## SET TASK
Please print every one of the following entries again without changing a single character.

## DATASET RECORDS
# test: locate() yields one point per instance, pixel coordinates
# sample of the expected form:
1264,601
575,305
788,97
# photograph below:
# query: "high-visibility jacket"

## CORRECT ANSWER
# test: locate() yields one point per instance, pixel coordinates
# sample of the expected form:
1264,601
575,305
788,97
# photograph below:
# query: "high-visibility jacket"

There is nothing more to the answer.